## What is being asked
Transcribe each of the records below verbatim, keeping every line unchanged.

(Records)
>> BEGIN
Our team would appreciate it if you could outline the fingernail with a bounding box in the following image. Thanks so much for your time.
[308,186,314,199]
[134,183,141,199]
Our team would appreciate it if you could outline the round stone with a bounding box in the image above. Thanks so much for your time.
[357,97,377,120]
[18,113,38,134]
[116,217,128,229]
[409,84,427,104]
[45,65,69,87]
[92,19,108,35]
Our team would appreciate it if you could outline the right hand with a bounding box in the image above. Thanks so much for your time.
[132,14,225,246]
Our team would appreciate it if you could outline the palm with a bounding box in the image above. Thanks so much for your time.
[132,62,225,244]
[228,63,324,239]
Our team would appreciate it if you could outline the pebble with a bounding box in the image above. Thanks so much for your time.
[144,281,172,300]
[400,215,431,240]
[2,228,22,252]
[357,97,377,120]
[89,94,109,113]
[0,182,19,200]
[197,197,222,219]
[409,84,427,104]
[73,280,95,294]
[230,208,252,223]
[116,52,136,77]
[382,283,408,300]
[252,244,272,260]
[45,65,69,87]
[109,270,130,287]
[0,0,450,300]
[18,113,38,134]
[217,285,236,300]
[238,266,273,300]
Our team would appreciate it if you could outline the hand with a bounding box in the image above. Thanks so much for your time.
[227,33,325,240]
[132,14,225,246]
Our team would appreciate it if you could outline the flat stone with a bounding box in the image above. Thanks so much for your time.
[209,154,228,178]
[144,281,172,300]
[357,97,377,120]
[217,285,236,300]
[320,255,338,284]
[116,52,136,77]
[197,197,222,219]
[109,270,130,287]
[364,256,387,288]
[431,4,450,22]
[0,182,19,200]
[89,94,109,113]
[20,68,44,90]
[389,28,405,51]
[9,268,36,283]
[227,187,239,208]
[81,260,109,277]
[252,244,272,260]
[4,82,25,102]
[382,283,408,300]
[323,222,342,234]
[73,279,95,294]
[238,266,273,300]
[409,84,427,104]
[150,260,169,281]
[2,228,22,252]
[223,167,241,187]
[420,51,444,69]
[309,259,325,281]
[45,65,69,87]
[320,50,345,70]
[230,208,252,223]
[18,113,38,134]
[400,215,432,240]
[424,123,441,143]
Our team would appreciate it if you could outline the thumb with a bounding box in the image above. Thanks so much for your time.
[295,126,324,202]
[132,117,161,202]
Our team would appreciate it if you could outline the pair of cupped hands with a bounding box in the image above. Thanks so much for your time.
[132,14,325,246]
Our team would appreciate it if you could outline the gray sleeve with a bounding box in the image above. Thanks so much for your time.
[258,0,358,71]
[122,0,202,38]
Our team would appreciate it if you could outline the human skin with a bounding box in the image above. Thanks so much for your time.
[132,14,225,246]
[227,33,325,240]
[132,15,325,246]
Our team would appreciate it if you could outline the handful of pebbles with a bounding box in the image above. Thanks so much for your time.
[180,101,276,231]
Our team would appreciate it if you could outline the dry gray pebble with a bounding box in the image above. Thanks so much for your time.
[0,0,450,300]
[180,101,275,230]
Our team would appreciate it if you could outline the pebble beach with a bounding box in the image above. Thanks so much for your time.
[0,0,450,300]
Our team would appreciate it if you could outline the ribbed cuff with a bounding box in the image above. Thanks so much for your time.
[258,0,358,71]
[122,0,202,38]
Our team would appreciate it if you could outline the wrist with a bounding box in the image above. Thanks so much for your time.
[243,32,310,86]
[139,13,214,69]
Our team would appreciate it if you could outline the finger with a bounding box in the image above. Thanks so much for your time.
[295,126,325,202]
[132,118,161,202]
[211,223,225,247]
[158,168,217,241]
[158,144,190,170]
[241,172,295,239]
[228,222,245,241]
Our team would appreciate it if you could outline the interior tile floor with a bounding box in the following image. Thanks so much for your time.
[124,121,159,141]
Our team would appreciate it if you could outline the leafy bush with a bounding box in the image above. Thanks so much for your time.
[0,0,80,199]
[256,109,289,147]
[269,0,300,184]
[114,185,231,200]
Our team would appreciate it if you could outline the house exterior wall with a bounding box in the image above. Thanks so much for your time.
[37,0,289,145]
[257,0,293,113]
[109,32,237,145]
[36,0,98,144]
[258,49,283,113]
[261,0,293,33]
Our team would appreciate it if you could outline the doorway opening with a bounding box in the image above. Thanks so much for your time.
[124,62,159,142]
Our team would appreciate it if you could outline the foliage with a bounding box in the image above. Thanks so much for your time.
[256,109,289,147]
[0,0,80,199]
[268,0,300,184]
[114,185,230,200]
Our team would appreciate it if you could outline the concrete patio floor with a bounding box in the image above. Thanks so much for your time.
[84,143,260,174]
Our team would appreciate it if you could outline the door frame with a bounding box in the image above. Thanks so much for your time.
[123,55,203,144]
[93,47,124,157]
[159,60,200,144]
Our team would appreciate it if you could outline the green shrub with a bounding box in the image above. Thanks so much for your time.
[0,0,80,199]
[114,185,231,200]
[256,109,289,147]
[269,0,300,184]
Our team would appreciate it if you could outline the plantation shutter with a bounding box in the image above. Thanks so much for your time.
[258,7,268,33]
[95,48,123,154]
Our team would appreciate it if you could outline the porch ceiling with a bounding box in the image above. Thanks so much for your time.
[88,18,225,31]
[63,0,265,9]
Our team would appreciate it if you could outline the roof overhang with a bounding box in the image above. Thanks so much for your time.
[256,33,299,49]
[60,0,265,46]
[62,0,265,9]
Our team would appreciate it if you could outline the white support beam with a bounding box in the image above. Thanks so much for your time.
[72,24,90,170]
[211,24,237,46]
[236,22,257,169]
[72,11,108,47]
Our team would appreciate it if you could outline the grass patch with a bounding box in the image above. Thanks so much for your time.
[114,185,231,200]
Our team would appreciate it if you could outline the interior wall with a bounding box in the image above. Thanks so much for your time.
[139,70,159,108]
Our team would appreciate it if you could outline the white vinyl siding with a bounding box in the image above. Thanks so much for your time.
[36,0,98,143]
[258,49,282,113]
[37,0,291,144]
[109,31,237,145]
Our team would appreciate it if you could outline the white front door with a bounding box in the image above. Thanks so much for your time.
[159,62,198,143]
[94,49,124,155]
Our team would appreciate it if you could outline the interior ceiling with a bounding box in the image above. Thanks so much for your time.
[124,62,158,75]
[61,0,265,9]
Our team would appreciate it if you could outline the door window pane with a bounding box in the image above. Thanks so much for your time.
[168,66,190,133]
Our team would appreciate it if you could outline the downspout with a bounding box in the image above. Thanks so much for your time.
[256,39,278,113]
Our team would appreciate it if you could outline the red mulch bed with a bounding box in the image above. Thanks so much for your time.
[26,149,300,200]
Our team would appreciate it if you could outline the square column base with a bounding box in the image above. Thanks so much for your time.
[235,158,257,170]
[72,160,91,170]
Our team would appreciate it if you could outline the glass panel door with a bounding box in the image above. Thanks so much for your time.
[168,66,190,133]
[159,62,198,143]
>> END
## Answer below
Our team would appreciate it if you could outline the fingernail with a bounding box in the following image. Thanks so much for your time.
[308,186,314,199]
[134,183,141,199]
Our team would appreciate it if you could outline the round stone with a bounding box in the image above. Thanks so much for your time.
[357,97,377,120]
[18,113,38,134]
[116,217,128,229]
[409,84,427,104]
[45,65,69,87]
[92,19,108,35]
Our team would appreciate it if you could outline the right hand with a bounding box in the image above. Thanks so much for your time.
[132,14,225,246]
Our team would appreciate it if you could outline the palm with a bounding box in the image above. Thanks so much for your time.
[132,62,225,244]
[228,63,324,239]
Our team would appreciate it if you could outline the pebble with a bounding box in the image above. Thanks so much for your time.
[144,281,172,300]
[400,215,431,240]
[2,228,22,252]
[357,97,377,120]
[89,94,109,113]
[0,182,19,200]
[197,197,222,219]
[409,84,427,104]
[73,280,95,294]
[230,208,252,223]
[116,52,136,77]
[382,283,408,300]
[252,244,272,260]
[45,65,69,87]
[109,270,130,287]
[0,0,450,300]
[18,113,38,134]
[217,285,236,300]
[238,266,273,300]
Our team would appreciate it if you could outline the hand with a bounding box in the image above. Thanks so much for your time.
[227,33,325,240]
[132,14,225,246]
Our team would appreciate it if you could outline the flat stone with a bounding box in the image above. Thanks so much for your time.
[209,154,228,178]
[144,281,172,300]
[357,97,377,120]
[217,285,236,300]
[320,255,338,284]
[116,52,136,77]
[197,197,222,219]
[109,270,130,287]
[364,256,387,288]
[431,4,450,22]
[0,182,19,200]
[89,94,109,113]
[20,68,44,90]
[389,28,405,51]
[9,268,36,283]
[227,187,239,208]
[81,260,109,277]
[252,244,272,260]
[4,82,25,102]
[382,283,408,300]
[323,222,342,234]
[73,279,95,294]
[238,266,273,300]
[409,84,427,104]
[150,260,169,281]
[2,228,22,252]
[223,167,241,187]
[420,51,444,69]
[309,259,325,281]
[45,65,69,87]
[320,50,345,70]
[230,208,252,223]
[18,113,38,134]
[400,215,432,240]
[424,123,441,143]
Our team would appreciate it if you could outline the thumb with a bounding box in the image above. Thanks so much for your time.
[295,126,324,202]
[132,117,161,202]
Our team would appreciate it if you could outline the pair of cupped hands with a bounding box in the image above. Thanks so much for your time.
[132,14,325,246]
Our team would appreciate it if you could outline the gray sleeve with a bounding box in the image above. Thanks so much for your time.
[258,0,358,71]
[122,0,202,38]
Our team would appreciate it if you could outline the human skin with a bounding box in the image above. Thanks so much for your time.
[132,14,225,246]
[227,33,325,240]
[132,15,325,246]
Our team would appreciate it if you could outline the handful of pebbles with a bounding box in the image above. Thanks so much for your time.
[180,101,276,231]
Our team would appreciate it if you could outline the dry gray pebble with a bounding box in the image above. Thanks so much for your time.
[0,0,450,300]
[180,101,275,230]
Our team would appreciate it if you could outline the pebble beach with a bounding box in the image above. Thanks so much for your time.
[0,0,450,300]
Our team would appreciate it if you could outline the ribbed cuff with a bounding box in the image above. Thanks so much for your time.
[258,0,358,71]
[122,0,202,38]
Our team would appreciate it if you could outline the wrist with a bounding box in the image above. Thanks so much for your time.
[243,32,310,86]
[139,13,214,69]
Our team would appreciate it if you could outline the finger with a bounding box in the image above. Thanks so much for your time.
[295,126,325,202]
[132,118,161,202]
[211,223,225,247]
[158,168,217,241]
[158,144,190,170]
[241,172,295,239]
[228,222,245,241]
Our team would appreciate it if you could outline the interior tile floor with a bounding box in the following image. Thanks so much for your time.
[124,121,159,141]
Our team would appreciate it if you could outline the leafy bush with a bounding box in the image above. Thanks so much for your time.
[0,0,80,199]
[256,109,289,147]
[269,0,300,184]
[114,185,231,200]
Our team would appreciate it if you could outline the house exterior wall with a bounding box in the image above. Thanks so much for your time.
[37,0,289,145]
[257,0,293,113]
[109,32,237,145]
[36,0,98,144]
[258,49,283,113]
[261,0,293,33]
Our team would appreciate it if you could outline the doorway opening with a bounding box in the image above. Thanks so much for your time.
[124,62,159,142]
Our team would appreciate it if you could outline the foliage with a bounding box in the image above. Thanks so much for your time.
[256,109,289,147]
[0,0,80,199]
[268,0,300,184]
[114,185,230,200]
Our team would appreciate it if you could outline the concrete patio floor with a bounding box in the image above. Thanks so much for your time.
[84,143,260,174]
Our team would appreciate it if you could outline the door frame with a bounding box in the image above. Thanks so much for your time.
[123,55,203,144]
[93,47,124,157]
[159,60,200,144]
Our team would appreciate it if you could outline the green shrub with a bounding box in the image above. Thanks so much for your time.
[0,0,80,199]
[114,185,231,200]
[256,109,289,147]
[269,0,300,184]
Our team would appreciate it if you could outline the plantation shutter with a bounding box in the image above. Thanks so much for your time.
[258,7,268,33]
[95,48,123,154]
Our team would appreciate it if you could outline the porch ceiling with a bounding box in the image above. Thanks so much for your time.
[88,18,225,31]
[63,0,265,9]
Our team would appreciate it if you could outline the roof overhang with a bounding box in the image above. Thanks so much for your time.
[256,33,299,49]
[60,0,265,46]
[62,0,265,9]
Our team would appreciate it if you could outline the white support beam with a bounding box in the image above. Thanks so much for your time.
[72,24,90,170]
[211,24,237,46]
[236,22,257,169]
[72,11,108,47]
Our team would appreciate it if you could outline the grass patch with a bounding box in the image above. Thanks so much for your time.
[114,185,231,200]
Our team would appreciate it if you could outline the interior wall with a bounding box in the image above. Thanks so much for your time.
[139,70,159,108]
Our team would appreciate it if you could outline the white vinyl siding with a bounding box in the image above. Thanks so much for your time.
[36,0,98,143]
[258,49,282,113]
[37,0,291,144]
[109,31,237,145]
Our team would appreciate it if you could outline the white front door with a bounding box in the image above. Thanks so much for your time.
[159,62,198,143]
[94,49,124,155]
Our team would appreciate it if you could outline the interior ceiling with a bounding box in the image above. Thanks so much for your time.
[124,62,158,75]
[61,0,265,9]
Our team would appreciate it if you could outline the door window pane with a bounding box in the image above. Thanks so much for your time.
[168,66,190,133]
Our team would appreciate it if you could outline the downspout with a bounding box in the image above. Thanks so much for your time.
[256,39,278,113]
Our team would appreciate it if you could outline the red mulch bed with a bounding box in the image above. Thanks so much for your time.
[26,149,300,200]
Our team would appreciate it if you could outline the square column base with a bounding box in the image above. Thanks so much for your time.
[235,158,257,170]
[72,160,91,170]
Our team would appreciate it if you could outline the glass panel door with a bounding box in the image above. Thanks so much for your time.
[168,66,190,133]
[159,62,198,143]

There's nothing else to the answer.